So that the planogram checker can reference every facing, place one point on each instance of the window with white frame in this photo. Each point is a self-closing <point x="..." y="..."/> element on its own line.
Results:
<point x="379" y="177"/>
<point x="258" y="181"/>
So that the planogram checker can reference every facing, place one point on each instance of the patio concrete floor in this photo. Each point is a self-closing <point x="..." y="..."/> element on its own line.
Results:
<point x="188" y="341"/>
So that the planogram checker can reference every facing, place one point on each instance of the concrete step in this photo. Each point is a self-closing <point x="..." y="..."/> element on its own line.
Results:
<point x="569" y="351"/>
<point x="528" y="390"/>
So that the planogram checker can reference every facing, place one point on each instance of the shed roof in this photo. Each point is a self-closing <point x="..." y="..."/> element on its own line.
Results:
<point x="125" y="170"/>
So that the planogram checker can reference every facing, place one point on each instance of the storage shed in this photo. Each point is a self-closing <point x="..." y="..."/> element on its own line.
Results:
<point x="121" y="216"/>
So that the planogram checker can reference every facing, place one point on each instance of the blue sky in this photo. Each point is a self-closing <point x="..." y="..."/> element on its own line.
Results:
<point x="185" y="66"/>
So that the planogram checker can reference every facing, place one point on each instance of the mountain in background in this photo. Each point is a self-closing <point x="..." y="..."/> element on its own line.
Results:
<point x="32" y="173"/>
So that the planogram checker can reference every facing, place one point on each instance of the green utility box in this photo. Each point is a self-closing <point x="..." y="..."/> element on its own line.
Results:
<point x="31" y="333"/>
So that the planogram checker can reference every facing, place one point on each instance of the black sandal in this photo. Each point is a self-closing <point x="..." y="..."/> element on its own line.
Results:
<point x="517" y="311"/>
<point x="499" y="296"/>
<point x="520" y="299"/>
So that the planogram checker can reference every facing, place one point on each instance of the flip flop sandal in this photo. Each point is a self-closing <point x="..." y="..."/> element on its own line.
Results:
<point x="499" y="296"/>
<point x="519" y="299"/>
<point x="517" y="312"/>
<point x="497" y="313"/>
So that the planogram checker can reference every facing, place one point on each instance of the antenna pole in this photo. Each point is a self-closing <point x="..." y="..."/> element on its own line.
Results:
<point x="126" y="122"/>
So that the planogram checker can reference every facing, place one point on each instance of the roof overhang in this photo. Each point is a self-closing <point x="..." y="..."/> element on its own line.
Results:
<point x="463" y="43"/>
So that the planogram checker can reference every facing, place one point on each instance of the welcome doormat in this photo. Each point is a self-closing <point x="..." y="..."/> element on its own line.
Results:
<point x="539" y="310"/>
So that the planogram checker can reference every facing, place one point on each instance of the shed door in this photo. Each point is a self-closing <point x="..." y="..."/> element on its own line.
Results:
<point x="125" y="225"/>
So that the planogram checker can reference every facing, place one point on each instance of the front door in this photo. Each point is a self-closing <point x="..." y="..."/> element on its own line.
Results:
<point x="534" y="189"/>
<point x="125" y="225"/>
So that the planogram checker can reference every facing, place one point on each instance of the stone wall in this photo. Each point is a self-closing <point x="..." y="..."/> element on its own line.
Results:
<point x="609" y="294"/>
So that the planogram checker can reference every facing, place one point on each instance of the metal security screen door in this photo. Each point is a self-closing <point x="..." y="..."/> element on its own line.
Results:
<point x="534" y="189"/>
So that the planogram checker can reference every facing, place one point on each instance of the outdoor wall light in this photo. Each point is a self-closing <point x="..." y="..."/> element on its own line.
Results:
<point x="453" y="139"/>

----------------

TASK OBJECTIVE. Your answer must be the line that contains "of the metal" and every line after it to the end of the records, reproduced exactly.

TASK RESULT.
So that the planogram checker can reference every facing, place one point on each instance of the metal security screen door in this photo. Each point is a self-closing <point x="..." y="..."/> element on its own line.
Results:
<point x="534" y="189"/>
So that the planogram checker can reference every facing, place one point on each instance of the outdoor wall light in this photo. Each point is a self-closing <point x="..." y="..."/> element on its own line.
Results:
<point x="453" y="139"/>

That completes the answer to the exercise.